TASK DESCRIPTION
Every line of the data, first to last, must be written out unchanged.

(Extracted records)
+--

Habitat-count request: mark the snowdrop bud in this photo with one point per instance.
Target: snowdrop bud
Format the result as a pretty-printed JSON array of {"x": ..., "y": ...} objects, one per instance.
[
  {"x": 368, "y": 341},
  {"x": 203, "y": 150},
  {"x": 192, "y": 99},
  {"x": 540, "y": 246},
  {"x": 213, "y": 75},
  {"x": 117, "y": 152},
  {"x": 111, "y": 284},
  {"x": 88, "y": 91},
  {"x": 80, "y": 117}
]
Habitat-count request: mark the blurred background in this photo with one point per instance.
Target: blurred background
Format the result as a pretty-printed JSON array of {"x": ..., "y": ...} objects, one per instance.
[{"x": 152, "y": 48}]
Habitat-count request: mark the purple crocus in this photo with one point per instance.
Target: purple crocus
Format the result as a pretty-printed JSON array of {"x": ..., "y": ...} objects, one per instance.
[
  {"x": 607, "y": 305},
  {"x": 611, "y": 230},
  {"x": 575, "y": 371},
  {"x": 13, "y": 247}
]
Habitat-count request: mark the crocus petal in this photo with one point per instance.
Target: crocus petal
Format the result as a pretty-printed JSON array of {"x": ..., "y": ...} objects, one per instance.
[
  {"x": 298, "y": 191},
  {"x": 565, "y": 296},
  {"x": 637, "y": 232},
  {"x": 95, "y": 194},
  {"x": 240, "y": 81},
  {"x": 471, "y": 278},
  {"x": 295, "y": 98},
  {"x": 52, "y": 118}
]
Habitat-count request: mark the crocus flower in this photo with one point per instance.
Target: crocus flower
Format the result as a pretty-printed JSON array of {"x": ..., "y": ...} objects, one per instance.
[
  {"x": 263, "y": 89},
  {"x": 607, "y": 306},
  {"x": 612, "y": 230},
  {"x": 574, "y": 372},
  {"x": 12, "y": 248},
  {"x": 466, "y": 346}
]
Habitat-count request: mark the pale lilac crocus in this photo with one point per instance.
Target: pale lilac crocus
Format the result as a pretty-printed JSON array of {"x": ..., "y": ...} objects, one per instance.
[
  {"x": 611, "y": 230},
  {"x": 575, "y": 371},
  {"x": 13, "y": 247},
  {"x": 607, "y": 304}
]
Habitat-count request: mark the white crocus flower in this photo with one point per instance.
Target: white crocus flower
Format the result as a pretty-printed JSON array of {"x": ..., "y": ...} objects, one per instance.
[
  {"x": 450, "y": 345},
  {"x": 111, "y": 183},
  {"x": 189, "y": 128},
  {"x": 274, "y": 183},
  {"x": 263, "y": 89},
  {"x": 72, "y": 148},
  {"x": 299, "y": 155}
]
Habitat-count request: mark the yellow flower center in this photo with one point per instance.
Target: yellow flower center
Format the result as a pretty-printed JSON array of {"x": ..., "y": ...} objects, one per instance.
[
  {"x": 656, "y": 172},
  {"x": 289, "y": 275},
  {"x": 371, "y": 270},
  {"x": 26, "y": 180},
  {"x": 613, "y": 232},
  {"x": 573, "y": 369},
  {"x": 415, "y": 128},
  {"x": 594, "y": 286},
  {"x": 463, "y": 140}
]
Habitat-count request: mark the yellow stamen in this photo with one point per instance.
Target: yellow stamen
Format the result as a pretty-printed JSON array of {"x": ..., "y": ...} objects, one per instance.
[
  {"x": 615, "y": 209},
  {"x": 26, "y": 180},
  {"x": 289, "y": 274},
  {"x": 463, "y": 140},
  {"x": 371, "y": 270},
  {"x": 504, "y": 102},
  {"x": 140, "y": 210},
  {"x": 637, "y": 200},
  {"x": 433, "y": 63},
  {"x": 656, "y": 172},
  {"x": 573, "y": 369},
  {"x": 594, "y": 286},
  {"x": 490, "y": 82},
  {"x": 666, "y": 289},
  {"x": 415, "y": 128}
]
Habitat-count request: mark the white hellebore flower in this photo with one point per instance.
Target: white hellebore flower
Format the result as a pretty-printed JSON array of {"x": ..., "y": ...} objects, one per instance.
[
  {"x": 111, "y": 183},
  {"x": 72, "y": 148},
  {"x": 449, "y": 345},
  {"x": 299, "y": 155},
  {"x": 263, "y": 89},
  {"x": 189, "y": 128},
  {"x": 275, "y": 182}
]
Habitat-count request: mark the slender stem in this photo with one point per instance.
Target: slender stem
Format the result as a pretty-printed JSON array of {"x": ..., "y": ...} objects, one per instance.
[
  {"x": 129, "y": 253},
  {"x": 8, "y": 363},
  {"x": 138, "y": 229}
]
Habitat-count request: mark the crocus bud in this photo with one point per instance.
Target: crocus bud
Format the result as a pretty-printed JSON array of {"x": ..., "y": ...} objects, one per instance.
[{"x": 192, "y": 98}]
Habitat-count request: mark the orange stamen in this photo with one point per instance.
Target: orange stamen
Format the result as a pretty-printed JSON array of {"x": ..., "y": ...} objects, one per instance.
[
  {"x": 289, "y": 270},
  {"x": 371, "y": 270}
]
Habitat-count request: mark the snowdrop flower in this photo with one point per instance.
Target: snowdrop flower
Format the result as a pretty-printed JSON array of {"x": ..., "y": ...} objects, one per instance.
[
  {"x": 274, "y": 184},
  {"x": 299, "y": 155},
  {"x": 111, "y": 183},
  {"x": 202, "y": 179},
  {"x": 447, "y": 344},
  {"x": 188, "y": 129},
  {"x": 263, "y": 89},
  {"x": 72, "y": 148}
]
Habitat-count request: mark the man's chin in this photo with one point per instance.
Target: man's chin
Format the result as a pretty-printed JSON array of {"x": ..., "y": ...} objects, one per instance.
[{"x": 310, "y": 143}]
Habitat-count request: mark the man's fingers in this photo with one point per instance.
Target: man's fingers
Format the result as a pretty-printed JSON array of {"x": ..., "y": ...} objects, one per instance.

+--

ANSWER SPACE
Habitat-count request: mark the snowdrop bud in this photo with one point per instance.
Target: snowdrop bud
Format the result as a pretty-printed JSON array of {"x": ..., "y": ...} objects, one per instance.
[
  {"x": 368, "y": 341},
  {"x": 203, "y": 150},
  {"x": 192, "y": 99},
  {"x": 540, "y": 246},
  {"x": 213, "y": 75},
  {"x": 117, "y": 152},
  {"x": 111, "y": 284},
  {"x": 88, "y": 91},
  {"x": 80, "y": 117}
]
Habitat-count request: mark the blurred background in this photo with one point per instance.
Target: blurred background
Format the result as a pretty-printed JSON array of {"x": ..., "y": ...} objects, one per instance.
[{"x": 152, "y": 48}]
Habitat-count request: mark the purple crocus in this photo with one point per instance.
Target: purple crocus
Format the result as a pretty-printed JSON array of {"x": ..., "y": ...} objects, one per instance.
[
  {"x": 607, "y": 305},
  {"x": 611, "y": 230},
  {"x": 575, "y": 371},
  {"x": 13, "y": 247}
]
Habitat-count request: mark the crocus petal in this photo with one point per instance.
Target: crocus petal
Format the result as a pretty-printed JSON array of {"x": ..., "y": ...} objects, one per instance.
[
  {"x": 298, "y": 191},
  {"x": 565, "y": 296},
  {"x": 637, "y": 232},
  {"x": 95, "y": 194},
  {"x": 240, "y": 81},
  {"x": 471, "y": 278},
  {"x": 295, "y": 98},
  {"x": 52, "y": 118}
]
Habitat-count request: mark the crocus flower in this photo with one point per instance.
Target: crocus flower
Format the result as a pretty-printed JSON array of {"x": ..., "y": ...} objects, one per instance.
[
  {"x": 263, "y": 89},
  {"x": 607, "y": 306},
  {"x": 612, "y": 230},
  {"x": 574, "y": 372},
  {"x": 12, "y": 248},
  {"x": 466, "y": 346}
]
Habitat-count request: mark the pale lilac crocus in this photo with one point per instance.
Target: pale lilac crocus
Format the result as a pretty-printed JSON array of {"x": ..., "y": ...} objects, one per instance.
[
  {"x": 611, "y": 230},
  {"x": 575, "y": 371},
  {"x": 13, "y": 247},
  {"x": 607, "y": 304}
]
Habitat-count request: mark the white crocus flower in this photo with one point per instance.
Target: white crocus flower
Format the result as a pretty-printed JSON array of {"x": ..., "y": ...} objects, one per instance.
[
  {"x": 450, "y": 345},
  {"x": 111, "y": 183},
  {"x": 189, "y": 128},
  {"x": 274, "y": 183},
  {"x": 263, "y": 89},
  {"x": 72, "y": 148},
  {"x": 299, "y": 155}
]
Habitat-count request: mark the yellow flower center in this photo with one point per instance.
Target: yellow flower center
Format the result as a pretty-printed JSON array of {"x": ..., "y": ...} objects, one per instance.
[
  {"x": 656, "y": 172},
  {"x": 289, "y": 275},
  {"x": 371, "y": 270},
  {"x": 26, "y": 180},
  {"x": 613, "y": 232},
  {"x": 573, "y": 369},
  {"x": 415, "y": 128},
  {"x": 594, "y": 286},
  {"x": 463, "y": 140}
]
Habitat-count request: mark the yellow stamen in this photo with one point per instance.
Target: yellow stamen
Format the result as a pretty-printed JSON array of {"x": ..., "y": ...} objects, one per instance.
[
  {"x": 615, "y": 209},
  {"x": 26, "y": 180},
  {"x": 289, "y": 274},
  {"x": 463, "y": 140},
  {"x": 371, "y": 270},
  {"x": 504, "y": 102},
  {"x": 140, "y": 210},
  {"x": 637, "y": 200},
  {"x": 433, "y": 63},
  {"x": 656, "y": 172},
  {"x": 573, "y": 369},
  {"x": 594, "y": 286},
  {"x": 490, "y": 82},
  {"x": 666, "y": 289},
  {"x": 415, "y": 128}
]
Habitat-count request: mark the white hellebore flower in this photo with one point per instance.
Target: white hellebore flower
Format the result as a pretty-printed JSON array of {"x": ..., "y": ...} objects, one per instance.
[
  {"x": 111, "y": 183},
  {"x": 72, "y": 148},
  {"x": 449, "y": 345},
  {"x": 299, "y": 155},
  {"x": 263, "y": 89},
  {"x": 189, "y": 128},
  {"x": 275, "y": 182}
]
Habitat-count request: mark the slender stem in this photo with one point per instance.
Target: slender stem
Format the result as a pretty-printed JSON array of {"x": ..., "y": ...} objects, one per instance.
[
  {"x": 129, "y": 253},
  {"x": 8, "y": 363},
  {"x": 138, "y": 229}
]
Habitat-count request: mark the crocus bud in this photo with one point per instance.
Target: crocus bud
Format the result as a pretty-printed JSON array of {"x": ..., "y": ...} objects, one per instance.
[{"x": 192, "y": 98}]
Habitat-count request: mark the orange stamen in this photo with one point per instance.
Target: orange stamen
Format the result as a pretty-printed JSON array of {"x": ..., "y": ...} objects, one per instance.
[
  {"x": 289, "y": 270},
  {"x": 371, "y": 270}
]
Habitat-count request: mark the snowdrop flower in this photo with one point per instance.
Target: snowdrop flower
Format the result as a pretty-printed JSON array of {"x": ..., "y": ...} objects, one per instance.
[
  {"x": 274, "y": 184},
  {"x": 299, "y": 155},
  {"x": 111, "y": 183},
  {"x": 202, "y": 179},
  {"x": 447, "y": 344},
  {"x": 188, "y": 129},
  {"x": 263, "y": 89},
  {"x": 72, "y": 148}
]
Habitat-count request: mark the man's chin in this photo with one point per instance.
Target: man's chin
Format the result as a pretty-printed JSON array of {"x": ..., "y": ...} objects, one per instance.
[{"x": 310, "y": 143}]
Habitat-count request: mark the man's fingers in this photo with one point per instance.
Target: man's fingers
Format the result as a pretty-printed JSON array of {"x": ..., "y": ...} objects, one per instance.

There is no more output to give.